■ Task prompt: Give the number of lines below with "above" in them, leaving out anything else.

START Data records

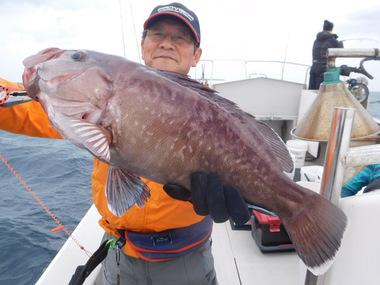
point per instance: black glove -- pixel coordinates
(210, 197)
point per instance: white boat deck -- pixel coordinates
(238, 260)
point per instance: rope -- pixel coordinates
(47, 210)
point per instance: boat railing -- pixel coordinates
(212, 71)
(340, 156)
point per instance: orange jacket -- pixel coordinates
(160, 212)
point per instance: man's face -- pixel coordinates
(169, 46)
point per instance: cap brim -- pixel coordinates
(177, 16)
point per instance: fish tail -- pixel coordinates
(316, 231)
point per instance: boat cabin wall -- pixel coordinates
(275, 102)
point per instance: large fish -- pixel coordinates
(163, 126)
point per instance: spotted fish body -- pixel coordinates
(163, 126)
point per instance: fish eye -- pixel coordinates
(77, 56)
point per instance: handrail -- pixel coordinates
(338, 157)
(245, 62)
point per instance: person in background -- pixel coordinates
(368, 178)
(168, 239)
(325, 39)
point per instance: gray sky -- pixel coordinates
(241, 30)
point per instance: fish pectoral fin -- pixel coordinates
(123, 190)
(86, 135)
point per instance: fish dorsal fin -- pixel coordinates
(123, 190)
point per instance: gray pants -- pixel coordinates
(195, 268)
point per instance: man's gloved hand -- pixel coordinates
(210, 197)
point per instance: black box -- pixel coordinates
(269, 233)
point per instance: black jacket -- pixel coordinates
(324, 40)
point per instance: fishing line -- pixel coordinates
(47, 210)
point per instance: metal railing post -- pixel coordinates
(332, 179)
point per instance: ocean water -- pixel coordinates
(60, 174)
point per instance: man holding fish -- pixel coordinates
(167, 241)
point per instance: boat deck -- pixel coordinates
(238, 260)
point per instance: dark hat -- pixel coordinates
(181, 12)
(328, 26)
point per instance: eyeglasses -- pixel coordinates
(179, 38)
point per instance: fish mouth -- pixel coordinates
(30, 77)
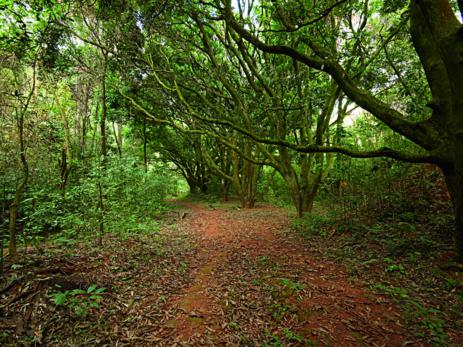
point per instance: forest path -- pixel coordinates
(254, 282)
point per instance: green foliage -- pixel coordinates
(80, 301)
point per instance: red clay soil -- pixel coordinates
(255, 283)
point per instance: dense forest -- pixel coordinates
(231, 173)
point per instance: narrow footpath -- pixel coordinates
(255, 283)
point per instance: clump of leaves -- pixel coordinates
(79, 300)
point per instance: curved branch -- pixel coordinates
(416, 132)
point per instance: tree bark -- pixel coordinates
(104, 114)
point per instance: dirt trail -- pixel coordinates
(254, 283)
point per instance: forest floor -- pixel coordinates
(219, 276)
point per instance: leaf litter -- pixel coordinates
(219, 277)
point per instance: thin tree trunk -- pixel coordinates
(23, 183)
(145, 142)
(104, 115)
(101, 207)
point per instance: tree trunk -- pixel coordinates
(104, 114)
(454, 182)
(19, 189)
(145, 143)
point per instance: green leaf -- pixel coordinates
(60, 298)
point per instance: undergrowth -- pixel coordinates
(399, 250)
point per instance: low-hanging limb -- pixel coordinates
(418, 132)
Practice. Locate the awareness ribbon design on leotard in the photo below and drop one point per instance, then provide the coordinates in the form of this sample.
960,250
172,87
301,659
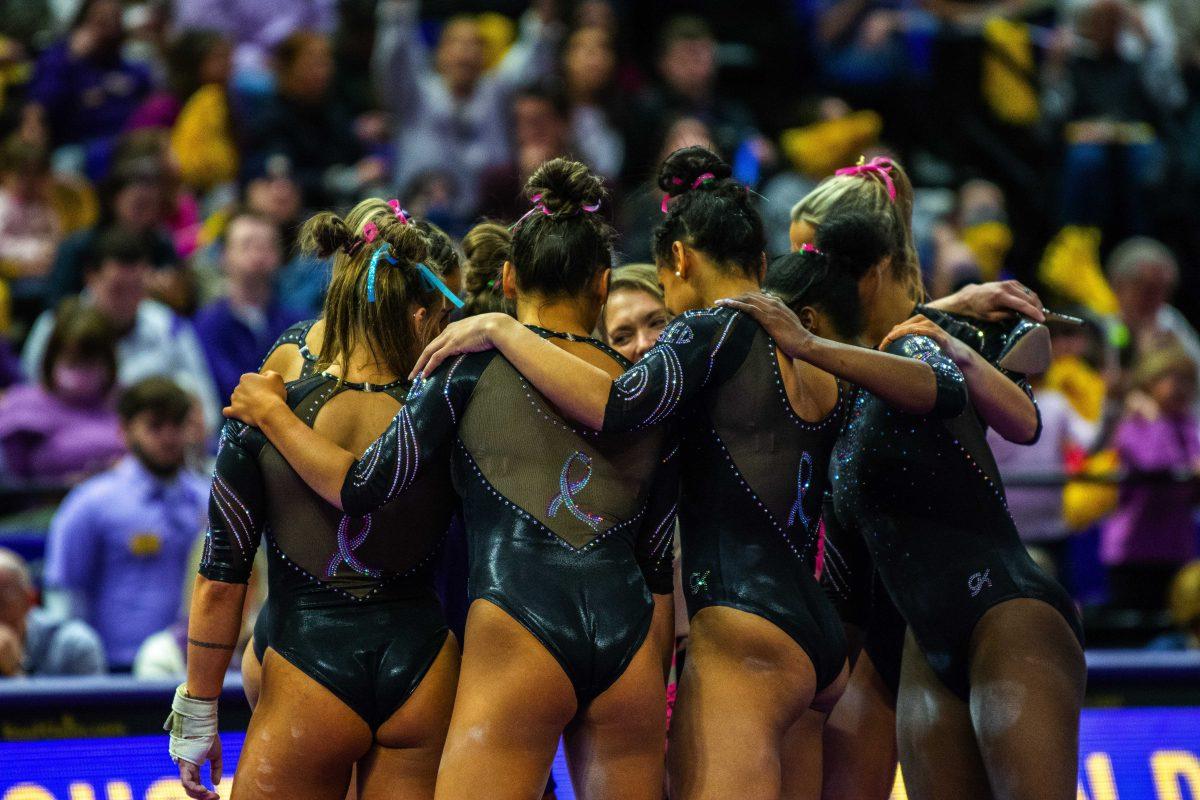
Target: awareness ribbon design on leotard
803,480
346,547
568,489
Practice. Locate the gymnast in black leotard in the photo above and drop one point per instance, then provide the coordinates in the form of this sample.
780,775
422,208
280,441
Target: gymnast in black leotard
359,668
569,531
293,355
757,429
991,674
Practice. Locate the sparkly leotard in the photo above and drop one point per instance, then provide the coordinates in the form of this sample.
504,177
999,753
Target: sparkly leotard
352,599
753,474
568,530
925,495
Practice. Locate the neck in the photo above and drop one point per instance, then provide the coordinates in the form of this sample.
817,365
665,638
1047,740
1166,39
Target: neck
250,294
562,316
718,284
892,310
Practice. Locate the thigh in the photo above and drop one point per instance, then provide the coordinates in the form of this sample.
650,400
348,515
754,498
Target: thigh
303,740
251,674
513,702
1027,679
934,735
616,747
743,686
859,739
408,746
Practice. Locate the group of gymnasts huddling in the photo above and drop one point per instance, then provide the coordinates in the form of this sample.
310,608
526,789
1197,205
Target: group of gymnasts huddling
856,588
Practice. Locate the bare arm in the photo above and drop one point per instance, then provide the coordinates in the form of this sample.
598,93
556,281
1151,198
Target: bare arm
904,383
576,388
322,464
1001,403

END Data records

■ Problem solution: 6